> **Exercise tasks**:
(1) In the excerpt on the sampler experiments, what format does KUS use for d-DNNFs?
(2) Transcribe the stretch of the excerpt on the sampler experiments from "The samplers were" through "SAT technology uses.", word for word.

Section 5.1 presents the experimental setup. As Fig. 9 shows, three experiments E1-E3 were performed to solve the questions (e.g., Experiment E2 supported answering Questions Q2, Q3, and Q5). Sections 5.2-5.6 describe these experiments and the specific metrics used to answer the questions. The detailed results and all the material needed to replicate our experiments are available in the public repositories presented in Section 8.

Fig. 9
figure 9

Relationship between questions and experiments

5.1 Experimental setup

The samplers were tested against a suite of 218 models encoded as Boolean formulas in all of the following formats:

  1. 1.

    DIMACS, which is the format QuickSampler, Smarch, Spur, and Unigen2 use as input. These samplers rely on SAT technology, and DIMACS is the format for Conjunctive Normal Form (CNF) formulas that SAT technology uses.

  2. 2.

    DDDMP, which is the format BDDSampler and its underlying library CUDD use for BDDs.

  3. 3.

    NNF, which is the format KUS uses for d-DNNFs.

In particular,

  • The DIMACS files of the industrial SAT formulas and JHipster were retrieved from Plazar et al. (2019).

  • The DIMACS file of LargeAutomotive was gathered from Krieter et al. (2018).

  • The DIMACS file of DellSPLOT was obtained from Nöhrer and Egyed (2013).

  • We generated the DIMACS files of axTLS, Fiasco, uClibc, ToyBox, BusyBox, and EmbToolkit by processing their Kconfig specifications with our tool Kconfig2LogicFootnote 22 (Fernandez-Amoros et al. 2019).

  • We generated all DDDMP files from their corresponding DIMACS files with our tool Logic2BDDFootnote 23 (Fernandez-Amoros et al. 2020).

  • We generated all NNF files from their respective DIMACS files with the d-DNNF compiler d4 (Lagniez and Marquis 2017) that is embedded in KUS.

In total, 209 are industrial SAT formulas (mostly modeling integrated circuits) that are typically used as a benchmark in the SAT-sampling literature (Achlioptas et al. 2018; Chakraborty 2015; Plazar et al. 2019). The remaining nine models represent configurable software systems. Table 2 describes the nine configuration models (the largest model is also referred as Automotive02 in the SPL literature (Krieter et al. 2018)).

Table 2 Software configuration models included in the benchmark

The histogram in Fig. 10 shows the model size distribution according to their number of variables. Since there is a wide range from the smallest model in the benchmark to the largest one (from 14 to 18,570 variables), the scale has been logarithmically transformed to shrink the range and thus facilitate the figure interpretation (see Chapter 5 of Winter (2020) for an explanation on logarithmic scale transformations). The scatter plot in Fig. 10 represents the model sizes in terms of their variables and clauses. The grey regression line shows that \(\mathrm {Log}_2(\mathrm {\#Clauses})\) depends on \(1.35 + 1.03\cdot \mathrm {Log}_2(\mathrm {\#Variables})\). Points corresponding to configuration models are labeled, and models with more and fewer clauses than those predicted by the linear regression are colored red and blue, respectively. Note that in the interval [9.88, 11.2] of \(\mathrm {Log}_2(\mathrm {\#Variables})\) there are only 5 models, and all of them have fewer clauses than predicted. As these models are simpler in terms of clauses, processing them requires less time than expected for their variable number, and thus regression curves in Figs. 12, 17, and 16 will show positive convexity in that interval.

> **Dataset extract**:
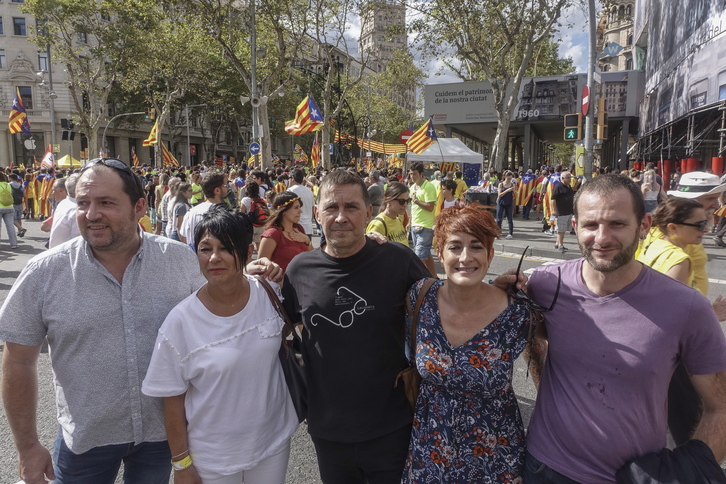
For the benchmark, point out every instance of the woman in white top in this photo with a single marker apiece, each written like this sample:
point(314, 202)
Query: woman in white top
point(228, 413)
point(651, 190)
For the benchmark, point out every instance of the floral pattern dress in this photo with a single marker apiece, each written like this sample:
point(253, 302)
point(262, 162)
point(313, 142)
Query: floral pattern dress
point(467, 427)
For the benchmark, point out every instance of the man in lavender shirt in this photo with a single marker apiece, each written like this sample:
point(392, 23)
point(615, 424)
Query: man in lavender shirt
point(614, 338)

> **Solved problems**:
(1) NNF

(2)
The samplers were tested against a suite of 218 models encoded as Boolean formulas in all of the following formats:

  1. 1.

    DIMACS, which is the format QuickSampler, Smarch, Spur, and Unigen2 use as input. These samplers rely on SAT technology, and DIMACS is the format for Conjunctive Normal Form (CNF) formulas that SAT technology uses.